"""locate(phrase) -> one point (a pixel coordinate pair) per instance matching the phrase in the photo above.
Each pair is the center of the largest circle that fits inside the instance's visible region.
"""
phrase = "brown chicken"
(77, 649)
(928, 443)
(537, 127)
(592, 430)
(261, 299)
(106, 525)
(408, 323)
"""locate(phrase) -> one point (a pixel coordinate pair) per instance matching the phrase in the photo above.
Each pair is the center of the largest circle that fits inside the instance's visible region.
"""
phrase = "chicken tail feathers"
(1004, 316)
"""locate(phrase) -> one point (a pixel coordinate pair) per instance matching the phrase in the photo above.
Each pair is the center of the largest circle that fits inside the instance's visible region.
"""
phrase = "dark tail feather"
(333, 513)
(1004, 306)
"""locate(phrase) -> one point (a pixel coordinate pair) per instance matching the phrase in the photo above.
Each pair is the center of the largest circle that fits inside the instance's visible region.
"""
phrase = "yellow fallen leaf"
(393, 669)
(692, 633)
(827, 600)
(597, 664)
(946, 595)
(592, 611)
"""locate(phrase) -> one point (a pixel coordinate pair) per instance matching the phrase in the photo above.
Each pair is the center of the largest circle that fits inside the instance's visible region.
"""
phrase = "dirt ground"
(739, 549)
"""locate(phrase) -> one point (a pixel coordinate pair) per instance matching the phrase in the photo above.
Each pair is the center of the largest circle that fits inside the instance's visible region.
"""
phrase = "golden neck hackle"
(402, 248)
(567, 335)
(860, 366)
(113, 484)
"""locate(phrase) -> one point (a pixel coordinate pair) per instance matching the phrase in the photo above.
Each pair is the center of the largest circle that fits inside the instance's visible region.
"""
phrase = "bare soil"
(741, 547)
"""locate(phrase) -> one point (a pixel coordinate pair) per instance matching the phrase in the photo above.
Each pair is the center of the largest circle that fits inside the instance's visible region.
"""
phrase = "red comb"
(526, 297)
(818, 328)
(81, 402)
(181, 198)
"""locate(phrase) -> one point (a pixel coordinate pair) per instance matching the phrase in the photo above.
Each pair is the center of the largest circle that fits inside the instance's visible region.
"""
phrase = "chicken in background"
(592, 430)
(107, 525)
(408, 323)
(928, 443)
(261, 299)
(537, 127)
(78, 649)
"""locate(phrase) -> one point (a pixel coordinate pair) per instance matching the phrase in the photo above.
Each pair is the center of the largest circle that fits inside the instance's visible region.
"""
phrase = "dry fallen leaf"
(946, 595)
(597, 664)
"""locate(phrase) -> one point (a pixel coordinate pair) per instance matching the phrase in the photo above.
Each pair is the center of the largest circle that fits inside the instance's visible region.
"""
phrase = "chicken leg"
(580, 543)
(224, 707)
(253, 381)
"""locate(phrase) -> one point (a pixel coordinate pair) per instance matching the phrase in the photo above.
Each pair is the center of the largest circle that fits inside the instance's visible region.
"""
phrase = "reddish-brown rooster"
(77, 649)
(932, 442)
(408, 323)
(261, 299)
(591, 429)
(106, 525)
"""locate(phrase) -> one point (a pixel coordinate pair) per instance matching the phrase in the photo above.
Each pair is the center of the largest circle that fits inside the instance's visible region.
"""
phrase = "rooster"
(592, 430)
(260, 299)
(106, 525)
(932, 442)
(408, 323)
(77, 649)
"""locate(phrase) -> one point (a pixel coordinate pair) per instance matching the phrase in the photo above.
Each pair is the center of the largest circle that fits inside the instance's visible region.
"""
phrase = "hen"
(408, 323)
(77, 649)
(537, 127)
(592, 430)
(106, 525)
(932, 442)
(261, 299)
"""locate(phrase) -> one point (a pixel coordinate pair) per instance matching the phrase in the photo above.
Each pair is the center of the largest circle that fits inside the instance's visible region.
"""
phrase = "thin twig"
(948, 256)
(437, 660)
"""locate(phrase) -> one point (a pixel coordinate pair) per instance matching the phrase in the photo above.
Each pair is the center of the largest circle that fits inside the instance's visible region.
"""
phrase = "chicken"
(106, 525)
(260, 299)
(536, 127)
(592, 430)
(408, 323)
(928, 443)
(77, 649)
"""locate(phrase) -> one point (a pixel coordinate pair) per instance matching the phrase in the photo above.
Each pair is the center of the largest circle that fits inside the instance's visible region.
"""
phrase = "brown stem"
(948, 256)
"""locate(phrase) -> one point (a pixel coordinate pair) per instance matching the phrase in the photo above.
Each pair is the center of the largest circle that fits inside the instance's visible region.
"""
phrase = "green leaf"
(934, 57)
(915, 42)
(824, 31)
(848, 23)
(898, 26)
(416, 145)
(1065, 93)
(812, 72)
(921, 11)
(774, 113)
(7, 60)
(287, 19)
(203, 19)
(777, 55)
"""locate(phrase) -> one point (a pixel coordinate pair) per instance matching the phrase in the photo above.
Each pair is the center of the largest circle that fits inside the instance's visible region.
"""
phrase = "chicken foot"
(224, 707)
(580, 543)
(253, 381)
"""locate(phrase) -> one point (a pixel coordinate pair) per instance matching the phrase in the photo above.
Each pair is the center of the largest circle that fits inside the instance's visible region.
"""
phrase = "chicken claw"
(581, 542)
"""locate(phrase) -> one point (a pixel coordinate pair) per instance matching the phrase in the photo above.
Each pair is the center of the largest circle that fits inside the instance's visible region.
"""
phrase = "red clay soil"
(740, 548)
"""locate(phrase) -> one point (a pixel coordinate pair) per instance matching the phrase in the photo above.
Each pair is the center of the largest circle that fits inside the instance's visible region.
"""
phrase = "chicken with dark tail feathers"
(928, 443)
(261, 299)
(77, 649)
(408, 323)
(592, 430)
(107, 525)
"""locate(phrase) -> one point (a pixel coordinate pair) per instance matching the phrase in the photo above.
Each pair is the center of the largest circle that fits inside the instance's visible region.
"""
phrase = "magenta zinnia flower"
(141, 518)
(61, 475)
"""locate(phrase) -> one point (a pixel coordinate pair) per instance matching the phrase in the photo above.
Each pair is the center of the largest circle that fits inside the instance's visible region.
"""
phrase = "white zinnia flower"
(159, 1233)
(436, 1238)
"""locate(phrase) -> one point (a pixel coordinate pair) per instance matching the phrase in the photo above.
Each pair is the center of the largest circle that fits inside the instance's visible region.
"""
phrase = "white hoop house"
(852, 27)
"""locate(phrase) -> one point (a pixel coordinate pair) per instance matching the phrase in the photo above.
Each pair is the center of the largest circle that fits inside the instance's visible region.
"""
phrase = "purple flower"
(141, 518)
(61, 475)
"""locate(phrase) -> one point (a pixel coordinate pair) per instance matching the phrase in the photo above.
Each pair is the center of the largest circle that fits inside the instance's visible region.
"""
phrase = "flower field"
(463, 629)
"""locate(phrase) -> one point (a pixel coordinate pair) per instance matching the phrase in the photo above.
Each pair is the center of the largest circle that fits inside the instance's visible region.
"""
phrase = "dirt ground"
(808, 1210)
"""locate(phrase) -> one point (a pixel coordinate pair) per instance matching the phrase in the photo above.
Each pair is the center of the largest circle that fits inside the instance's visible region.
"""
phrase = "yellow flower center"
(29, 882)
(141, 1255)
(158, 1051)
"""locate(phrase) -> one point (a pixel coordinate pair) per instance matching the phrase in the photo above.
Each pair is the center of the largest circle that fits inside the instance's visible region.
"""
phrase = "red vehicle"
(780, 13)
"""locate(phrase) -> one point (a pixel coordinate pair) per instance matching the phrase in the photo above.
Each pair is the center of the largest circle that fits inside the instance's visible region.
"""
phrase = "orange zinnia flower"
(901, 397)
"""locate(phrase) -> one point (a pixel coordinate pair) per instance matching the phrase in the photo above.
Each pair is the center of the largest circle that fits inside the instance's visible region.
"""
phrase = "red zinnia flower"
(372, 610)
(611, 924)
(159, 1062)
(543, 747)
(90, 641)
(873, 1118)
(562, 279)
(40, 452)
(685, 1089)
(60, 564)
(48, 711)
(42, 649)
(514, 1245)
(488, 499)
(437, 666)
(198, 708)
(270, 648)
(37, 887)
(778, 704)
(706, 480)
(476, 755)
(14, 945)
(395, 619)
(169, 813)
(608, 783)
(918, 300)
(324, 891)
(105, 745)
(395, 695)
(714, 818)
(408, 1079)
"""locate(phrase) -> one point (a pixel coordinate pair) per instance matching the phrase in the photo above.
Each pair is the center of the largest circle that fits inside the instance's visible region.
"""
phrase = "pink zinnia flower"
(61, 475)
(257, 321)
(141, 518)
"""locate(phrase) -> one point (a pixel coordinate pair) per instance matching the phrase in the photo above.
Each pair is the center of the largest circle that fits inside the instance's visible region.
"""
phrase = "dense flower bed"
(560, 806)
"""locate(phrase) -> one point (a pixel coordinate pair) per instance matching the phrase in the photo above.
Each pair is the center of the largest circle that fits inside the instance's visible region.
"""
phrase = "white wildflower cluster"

▸ JOB: Collect every line in the records that contains the word "white". Case counts.

▸ SOLUTION TO THE PROBLEM:
phrase = "white zinnia flower"
phrase = "white hoop house"
phrase = "white wildflower cluster"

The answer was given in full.